== Segment start ==

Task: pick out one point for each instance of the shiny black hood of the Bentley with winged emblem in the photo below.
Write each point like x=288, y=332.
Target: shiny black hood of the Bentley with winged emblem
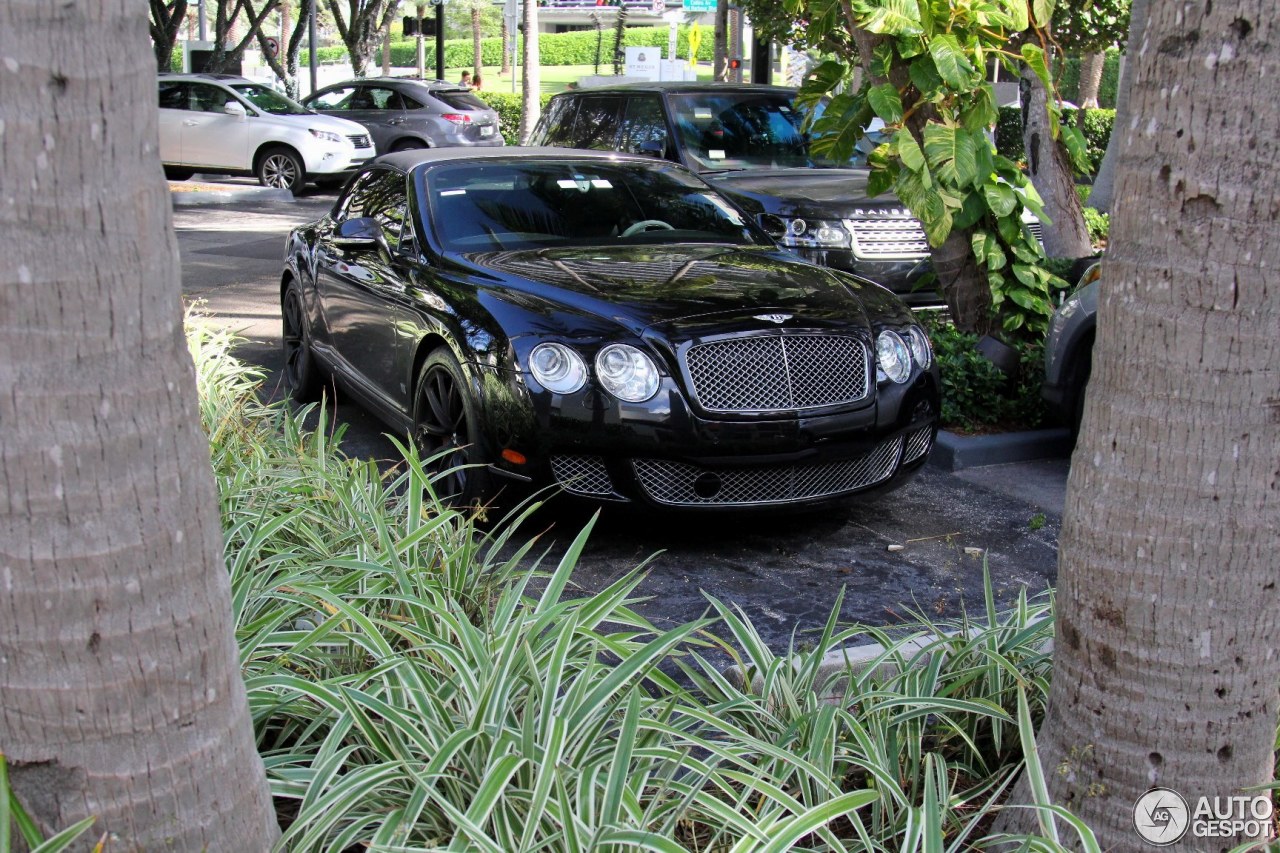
x=691, y=290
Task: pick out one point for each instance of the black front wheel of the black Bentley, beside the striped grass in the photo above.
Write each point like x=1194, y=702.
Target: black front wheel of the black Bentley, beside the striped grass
x=447, y=431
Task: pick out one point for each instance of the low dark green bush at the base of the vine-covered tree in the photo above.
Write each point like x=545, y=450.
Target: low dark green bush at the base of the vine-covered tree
x=976, y=395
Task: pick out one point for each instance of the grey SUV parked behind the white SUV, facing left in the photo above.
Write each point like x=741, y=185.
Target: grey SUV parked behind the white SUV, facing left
x=404, y=115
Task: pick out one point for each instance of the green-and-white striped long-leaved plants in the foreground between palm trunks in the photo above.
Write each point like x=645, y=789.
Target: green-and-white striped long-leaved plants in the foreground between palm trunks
x=415, y=685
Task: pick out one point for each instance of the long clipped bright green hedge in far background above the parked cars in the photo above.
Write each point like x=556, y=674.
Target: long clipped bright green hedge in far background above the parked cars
x=554, y=49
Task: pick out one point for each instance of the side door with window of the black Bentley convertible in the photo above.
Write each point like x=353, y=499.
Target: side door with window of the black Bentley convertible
x=362, y=291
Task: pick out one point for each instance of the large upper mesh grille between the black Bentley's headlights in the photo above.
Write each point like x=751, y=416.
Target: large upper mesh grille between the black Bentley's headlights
x=779, y=373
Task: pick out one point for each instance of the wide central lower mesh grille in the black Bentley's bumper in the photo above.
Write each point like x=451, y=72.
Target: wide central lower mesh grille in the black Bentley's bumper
x=684, y=485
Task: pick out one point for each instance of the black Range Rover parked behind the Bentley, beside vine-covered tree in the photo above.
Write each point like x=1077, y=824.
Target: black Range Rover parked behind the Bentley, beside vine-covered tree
x=747, y=142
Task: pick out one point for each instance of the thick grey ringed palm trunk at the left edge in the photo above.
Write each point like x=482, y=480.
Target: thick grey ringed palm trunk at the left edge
x=120, y=674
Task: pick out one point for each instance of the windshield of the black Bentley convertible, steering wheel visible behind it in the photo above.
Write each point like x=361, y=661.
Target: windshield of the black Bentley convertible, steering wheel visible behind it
x=537, y=204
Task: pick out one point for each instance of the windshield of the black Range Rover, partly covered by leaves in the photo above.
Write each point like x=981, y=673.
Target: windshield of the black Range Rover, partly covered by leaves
x=747, y=131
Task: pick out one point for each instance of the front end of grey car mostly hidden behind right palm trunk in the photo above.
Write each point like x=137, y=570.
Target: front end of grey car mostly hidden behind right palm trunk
x=1069, y=349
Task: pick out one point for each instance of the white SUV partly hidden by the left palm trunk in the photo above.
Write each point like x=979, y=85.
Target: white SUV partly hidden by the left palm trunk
x=232, y=126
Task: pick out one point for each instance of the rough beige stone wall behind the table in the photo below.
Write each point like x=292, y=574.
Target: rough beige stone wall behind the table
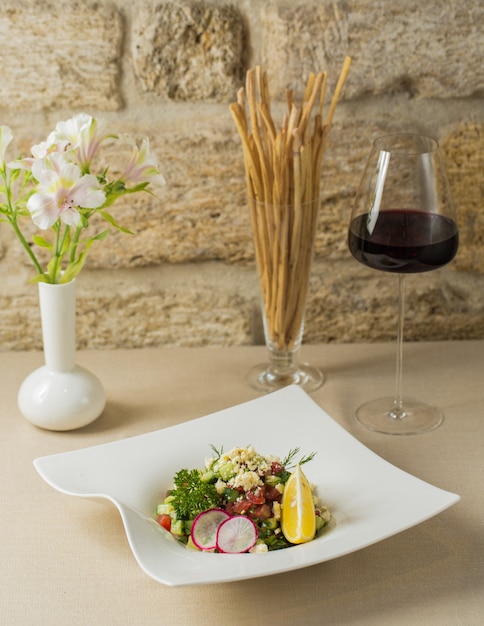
x=168, y=70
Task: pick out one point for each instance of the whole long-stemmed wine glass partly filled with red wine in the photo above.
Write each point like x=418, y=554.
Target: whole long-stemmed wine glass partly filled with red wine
x=403, y=221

== Segment end ==

> **EXERCISE OBJECTIVE**:
An exact copy of each entry is required, minus the pictures.

> **WRITTEN REPLY**:
Task: pick out one point for each instance of the shiny black hood of the Bentley with winged emblem in the photo below.
Write each point like x=288, y=332.
Target: shiny black hood of the Bentley with winged emblem
x=691, y=290
Task: pick out one point for each instance of the black front wheel of the black Bentley, beside the striped grass in the photo above.
Write each point like x=1194, y=702.
Target: black front wheel of the black Bentley, beside the striped grass
x=447, y=431
Task: pick out one point for each instance of the low dark green bush at the base of the vine-covered tree in the photo above.
Write each point like x=545, y=450.
Target: low dark green bush at the base of the vine-covered tree
x=976, y=395
Task: pick out one point for each instance of the grey SUV parked behind the white SUV, facing left in the photo above.
Write each point like x=741, y=185.
Target: grey SUV parked behind the white SUV, facing left
x=404, y=115
Task: pick out one point for each instance of the green-and-white striped long-leaved plants in the foreground between palm trunks in the photo above.
Write each point like x=645, y=789.
Target: green-and-white striped long-leaved plants in the foreground between palm trunks
x=415, y=685
Task: pick out one point for each instance of the long clipped bright green hedge in far background above the parked cars in the photo above.
Write each point like x=556, y=674.
Target: long clipped bright green hedge in far background above the parked cars
x=554, y=49
Task: pick out one point for each instance of the side door with window of the black Bentley convertible in the photo above.
Write each point like x=353, y=499.
Target: side door with window of the black Bentley convertible
x=362, y=291
Task: pick out one point for each instance of the large upper mesh grille between the black Bentley's headlights in the photo above.
Write each point like x=751, y=416.
Target: large upper mesh grille between the black Bentley's headlights
x=779, y=373
Task: pick out one point for each instance of the wide central lower mesh grille in the black Bentley's bumper in the photo above.
Write each point like x=451, y=72.
Target: wide central lower mesh grille in the black Bentley's bumper
x=684, y=485
Task: pick out one point for each instance of the black Range Rover parked behind the Bentley, beside vine-covered tree in the photo above.
Write each point like x=1077, y=824.
Target: black Range Rover parked behind the Bentley, beside vine-covered tree
x=747, y=142
Task: pick out one point for each instance of the thick grey ringed palm trunk at the left edge in the photo above.
Write each point like x=482, y=480.
Target: thick grey ringed palm trunk at the left edge
x=120, y=674
Task: pick out one point for each instance of the windshield of the black Bentley convertible, steering wheel visible behind it in the photo above.
Write each point like x=361, y=661.
Target: windshield of the black Bentley convertible, steering wheel visible behind it
x=537, y=204
Task: pick out one point for each instance of the windshield of the black Range Rover, partly covered by leaves in the photo above.
Write each point like x=981, y=673.
Target: windshield of the black Range Rover, partly covered by leaves
x=747, y=131
Task: pick out one point for each instance of the front end of grey car mostly hidden behind right palm trunk in the photo above.
Write each point like x=137, y=570.
Target: front end of grey car mostly hidden behind right palm trunk
x=1069, y=349
Task: pick out one point for each instance of the white SUV partly hidden by the left palm trunk in the photo above.
Write each point like x=979, y=85.
Target: white SUV partly hidden by the left palm trunk
x=232, y=126
Task: pick out one point for each instance of the rough beige stone wall behind the table in the photo below.
Write each point like x=292, y=574.
Target: rough beige stone wall behind the table
x=168, y=70
Task: pick out one point for each instance of the whole long-stemmed wine glass partly filled with red wine in the photo above.
Write each point like x=418, y=554.
Target: whole long-stemmed wine glass partly filled with red wine
x=403, y=221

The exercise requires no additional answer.